First, let's look at the simpler case - the red box.

I don't think this needs another diagram - you've rightly stated in your question that if there is a coefficient of friction between the red box and the floor of $k$, then the resistive force to motion will be equal to $k$ multiplied by the reaction force, which can be calculated from the mass of the box and the acceleration due to gravity. i.e. $F_{min}=Mgk$

Now, let's take a look at the green door. Let's call the width $x$.

The torque being applied is equal to $F*x$ but what's the reaction force?

First, we need to look how much force is being applied to the bearing surfaces of the hinge. There is a contact face at the bottom of the door, providing an upwards reaction equal to $M*g$, as before (to ensure vertical equilibrium), but because the centre of mass of the door is away from the hinge, there is a clockwise moment which must be resisted by the hinges, also. This clockwise moment is equal to $M*g*\frac{x}{2}$

The two red arrows show the moment reaction forces - the distribution between these is not critical - we must simply note that, combined, they sum to $M*g*\frac{x}{2}$.

So, we have some forces, and by multiplying by $k$, we can get some resistance to movement forces, but, there is one thing missing to tell us how much resistive torque this can generate - the radius at which it is acting.

--- Extracted data ---

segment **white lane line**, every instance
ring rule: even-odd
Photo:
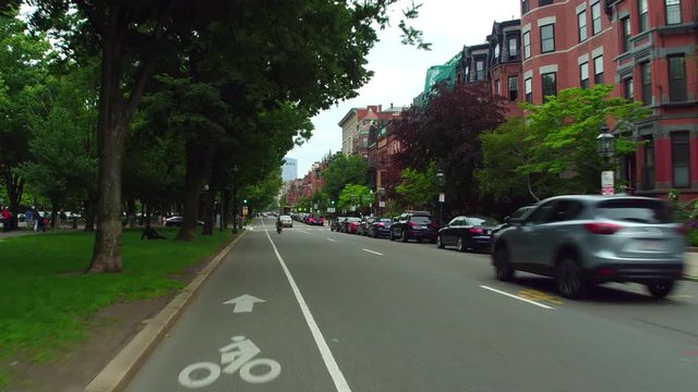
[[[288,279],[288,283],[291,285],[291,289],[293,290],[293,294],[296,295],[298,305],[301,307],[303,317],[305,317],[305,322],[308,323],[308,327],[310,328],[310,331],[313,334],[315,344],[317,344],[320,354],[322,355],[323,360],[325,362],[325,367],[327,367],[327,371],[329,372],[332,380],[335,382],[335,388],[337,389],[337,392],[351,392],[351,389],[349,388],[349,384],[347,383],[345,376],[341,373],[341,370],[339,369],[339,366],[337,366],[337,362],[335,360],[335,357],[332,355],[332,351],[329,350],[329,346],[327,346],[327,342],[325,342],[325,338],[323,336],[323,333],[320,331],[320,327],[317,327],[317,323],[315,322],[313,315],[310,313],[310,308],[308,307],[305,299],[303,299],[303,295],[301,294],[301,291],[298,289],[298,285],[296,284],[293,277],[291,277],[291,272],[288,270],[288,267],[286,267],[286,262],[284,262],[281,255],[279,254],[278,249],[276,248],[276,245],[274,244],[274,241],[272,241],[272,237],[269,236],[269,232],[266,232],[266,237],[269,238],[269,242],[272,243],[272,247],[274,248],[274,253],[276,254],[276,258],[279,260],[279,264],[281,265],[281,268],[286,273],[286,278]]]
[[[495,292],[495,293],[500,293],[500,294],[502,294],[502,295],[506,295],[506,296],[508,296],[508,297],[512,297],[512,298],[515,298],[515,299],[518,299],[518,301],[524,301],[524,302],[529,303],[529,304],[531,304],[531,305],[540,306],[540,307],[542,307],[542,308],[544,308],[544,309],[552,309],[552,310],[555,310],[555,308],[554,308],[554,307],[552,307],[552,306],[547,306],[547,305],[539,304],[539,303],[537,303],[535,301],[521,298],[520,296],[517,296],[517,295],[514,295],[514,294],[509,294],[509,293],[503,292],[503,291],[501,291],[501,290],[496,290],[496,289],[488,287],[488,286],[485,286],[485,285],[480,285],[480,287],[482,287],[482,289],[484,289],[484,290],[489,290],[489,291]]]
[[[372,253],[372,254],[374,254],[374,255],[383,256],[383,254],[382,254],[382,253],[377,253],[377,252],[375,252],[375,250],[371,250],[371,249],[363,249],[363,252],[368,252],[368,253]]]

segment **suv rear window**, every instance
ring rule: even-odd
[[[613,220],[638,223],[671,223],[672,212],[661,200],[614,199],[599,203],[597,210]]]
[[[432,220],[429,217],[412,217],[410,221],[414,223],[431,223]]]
...
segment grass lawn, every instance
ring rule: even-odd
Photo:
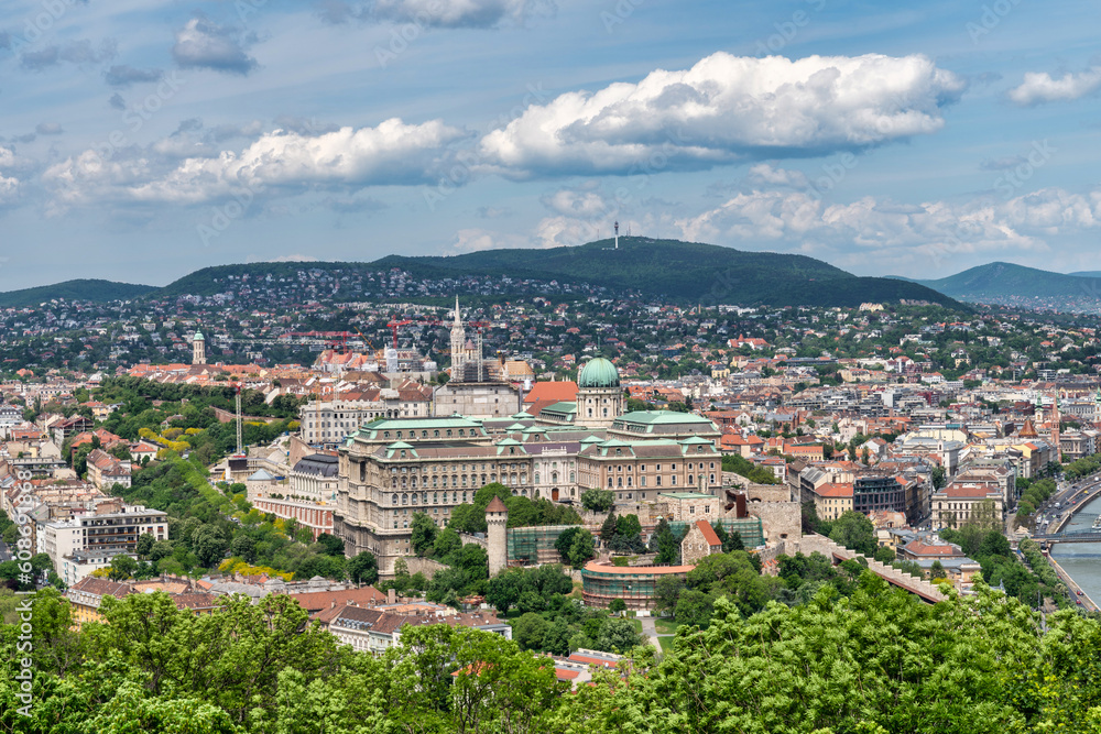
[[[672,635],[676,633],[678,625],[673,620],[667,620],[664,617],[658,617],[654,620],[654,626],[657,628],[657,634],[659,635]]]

--- Required task A ---
Answer these about the friction explanation above the rows:
(i) What expression gives the minimum force needed to move the red box?
(ii) What is the clockwise moment caused by the door's weight equal to?
(iii) What does the friction explanation say is still missing to find how much resistive torque the forces can generate?
--- Required task B ---
Please carry on the friction explanation above the rows, picking up right after its last sentence.

--- Exercise output A ---
(i) F_min = Mgk
(ii) M*g*x/2
(iii) The radius at which the force is acting.

--- Exercise output B ---
Front view of door

Looking at the image below, the we will call the hinge pin radius $r_i$, and the hinge body radius $r_o$. Clearly, then the friction acting on the pin from the moment reaction is applied at the surface of the pin, at radius $r_i$. To find the effective radius at which the friction on the bottom face of the door is acting, we must find the radius where the surface area can be split into two equal halves. Let us call the unknown radius $r_u$. This gives us $\left(\pi{r_u}^2-\pi{r_i}^2\right)=\left(\pi{r_o}^2-\pi{r_u}^2\right)$ which can be solved to give $r_u=\frac{\sqrt{r_i + r_o}}{\sqrt{2}}$

The total resistive force due to friction in this example is therefore $\frac{Mgk\sqrt{r_i + r_o}}{\sqrt{2}}+\frac{Mgkxr_i}{2}$

Divide through by X, and you have your final answer for $F_{min}=Mgk\left(\frac{\sqrt{r_i + r_o}}{x\sqrt{2}}+\frac{r_i}{2}\right)$.

Hinge action radii

Clearly, the values of $r_i$ and $r_o$ will be comparatively small when compared to $x$, so you can assume that $\left(\frac{\sqrt{r_i + r_o}}{x\sqrt{2}}+\frac{r_i}{2}\right)<1$

That is to say, the force required to move the door, is smaller than the force required to slide the box.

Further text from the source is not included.